Segment Start: SOURCE DATA

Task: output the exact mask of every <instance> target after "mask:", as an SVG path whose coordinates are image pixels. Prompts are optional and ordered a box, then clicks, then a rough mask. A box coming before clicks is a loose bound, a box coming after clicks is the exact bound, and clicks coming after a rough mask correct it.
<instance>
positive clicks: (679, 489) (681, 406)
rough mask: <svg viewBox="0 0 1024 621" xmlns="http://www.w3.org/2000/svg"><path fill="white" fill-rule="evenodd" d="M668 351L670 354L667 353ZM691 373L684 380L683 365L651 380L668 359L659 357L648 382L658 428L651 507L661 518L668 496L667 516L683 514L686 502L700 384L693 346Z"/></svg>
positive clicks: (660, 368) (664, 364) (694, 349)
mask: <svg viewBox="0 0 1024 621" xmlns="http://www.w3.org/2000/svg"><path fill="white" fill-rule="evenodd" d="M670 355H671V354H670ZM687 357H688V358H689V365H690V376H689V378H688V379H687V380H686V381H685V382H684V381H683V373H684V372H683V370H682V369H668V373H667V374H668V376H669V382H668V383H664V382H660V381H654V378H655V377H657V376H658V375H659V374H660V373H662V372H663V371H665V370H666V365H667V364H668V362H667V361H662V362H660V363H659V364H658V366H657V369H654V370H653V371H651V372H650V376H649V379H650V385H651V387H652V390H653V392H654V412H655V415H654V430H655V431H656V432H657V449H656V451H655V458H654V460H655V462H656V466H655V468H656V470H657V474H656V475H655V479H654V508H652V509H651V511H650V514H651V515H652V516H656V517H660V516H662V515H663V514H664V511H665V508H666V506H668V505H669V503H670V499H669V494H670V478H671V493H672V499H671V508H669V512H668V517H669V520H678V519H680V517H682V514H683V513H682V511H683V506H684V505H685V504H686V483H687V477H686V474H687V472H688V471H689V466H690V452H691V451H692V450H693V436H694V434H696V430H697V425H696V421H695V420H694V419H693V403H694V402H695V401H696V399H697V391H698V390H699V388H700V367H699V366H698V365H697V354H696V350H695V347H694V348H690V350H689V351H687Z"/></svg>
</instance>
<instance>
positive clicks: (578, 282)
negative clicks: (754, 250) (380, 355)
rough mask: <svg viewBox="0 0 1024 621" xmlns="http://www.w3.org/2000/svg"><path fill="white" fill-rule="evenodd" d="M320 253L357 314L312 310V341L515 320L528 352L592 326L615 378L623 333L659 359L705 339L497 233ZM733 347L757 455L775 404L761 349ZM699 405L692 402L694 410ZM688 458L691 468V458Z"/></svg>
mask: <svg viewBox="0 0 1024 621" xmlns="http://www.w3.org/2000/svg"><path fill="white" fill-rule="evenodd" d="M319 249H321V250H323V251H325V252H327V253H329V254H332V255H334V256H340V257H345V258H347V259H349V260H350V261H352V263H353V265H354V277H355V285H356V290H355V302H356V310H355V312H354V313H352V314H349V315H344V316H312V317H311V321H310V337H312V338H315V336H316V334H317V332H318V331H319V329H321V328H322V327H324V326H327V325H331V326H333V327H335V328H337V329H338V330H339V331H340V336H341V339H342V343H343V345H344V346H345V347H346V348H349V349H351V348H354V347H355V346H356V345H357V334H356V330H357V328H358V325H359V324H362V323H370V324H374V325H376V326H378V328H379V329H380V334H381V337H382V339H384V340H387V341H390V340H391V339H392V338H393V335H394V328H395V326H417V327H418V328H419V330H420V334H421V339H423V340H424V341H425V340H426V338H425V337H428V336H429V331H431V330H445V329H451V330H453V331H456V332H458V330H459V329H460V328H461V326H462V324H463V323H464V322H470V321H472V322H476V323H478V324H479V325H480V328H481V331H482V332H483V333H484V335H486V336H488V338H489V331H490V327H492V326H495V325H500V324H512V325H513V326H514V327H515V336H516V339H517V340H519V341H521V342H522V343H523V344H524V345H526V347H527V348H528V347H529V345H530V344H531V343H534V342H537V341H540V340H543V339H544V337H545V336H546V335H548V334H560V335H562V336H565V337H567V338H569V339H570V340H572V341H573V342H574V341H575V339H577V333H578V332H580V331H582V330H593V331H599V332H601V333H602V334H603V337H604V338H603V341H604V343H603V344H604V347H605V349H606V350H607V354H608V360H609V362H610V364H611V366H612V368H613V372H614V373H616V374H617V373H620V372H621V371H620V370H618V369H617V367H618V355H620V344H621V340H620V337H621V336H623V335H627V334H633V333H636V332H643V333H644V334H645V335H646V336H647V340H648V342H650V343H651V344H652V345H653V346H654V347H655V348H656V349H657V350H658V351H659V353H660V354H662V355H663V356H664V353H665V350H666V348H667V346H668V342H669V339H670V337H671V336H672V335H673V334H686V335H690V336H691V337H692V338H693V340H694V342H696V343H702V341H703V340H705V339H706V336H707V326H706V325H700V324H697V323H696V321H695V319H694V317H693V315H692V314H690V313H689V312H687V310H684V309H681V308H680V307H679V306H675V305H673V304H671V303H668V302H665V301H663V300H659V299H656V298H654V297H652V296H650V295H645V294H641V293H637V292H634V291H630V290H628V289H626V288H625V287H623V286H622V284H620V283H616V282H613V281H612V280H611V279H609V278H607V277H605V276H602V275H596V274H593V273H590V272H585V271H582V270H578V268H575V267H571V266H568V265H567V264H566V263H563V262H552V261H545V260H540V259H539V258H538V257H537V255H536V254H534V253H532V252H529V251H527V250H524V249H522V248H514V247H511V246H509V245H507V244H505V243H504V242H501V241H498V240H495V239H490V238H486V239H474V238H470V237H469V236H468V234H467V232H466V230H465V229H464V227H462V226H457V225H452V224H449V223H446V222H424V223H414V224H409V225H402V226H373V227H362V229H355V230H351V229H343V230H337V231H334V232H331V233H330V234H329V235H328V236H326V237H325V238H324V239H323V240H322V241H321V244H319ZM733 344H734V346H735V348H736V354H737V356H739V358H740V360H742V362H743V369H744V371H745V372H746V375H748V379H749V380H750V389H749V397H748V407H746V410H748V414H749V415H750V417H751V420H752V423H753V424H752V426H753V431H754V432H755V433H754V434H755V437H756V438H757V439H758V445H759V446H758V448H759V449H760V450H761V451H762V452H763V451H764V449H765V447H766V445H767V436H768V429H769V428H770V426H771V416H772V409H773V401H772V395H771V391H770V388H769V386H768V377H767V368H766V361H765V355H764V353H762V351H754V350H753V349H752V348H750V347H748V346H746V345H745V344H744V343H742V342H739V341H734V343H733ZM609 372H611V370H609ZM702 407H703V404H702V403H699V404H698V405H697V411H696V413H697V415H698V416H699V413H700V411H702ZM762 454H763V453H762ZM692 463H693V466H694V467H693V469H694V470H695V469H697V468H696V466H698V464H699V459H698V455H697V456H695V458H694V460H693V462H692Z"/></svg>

Segment End: SOURCE DATA

**EXERCISE DIRECTIONS**
In the records above, find each line that holds the word "instance"; copy all such lines.

**OUTPUT BELOW**
Task: output the exact mask of every <instance> target after "mask:", as an SVG path whose coordinates are image pixels. Prompts are optional and ordered a box, then clicks, then a rough mask. A box coming before clicks is a loose bound, a box coming after clicks is the exact bound, and clicks coming after a rough mask correct it.
<instance>
</instance>
<instance>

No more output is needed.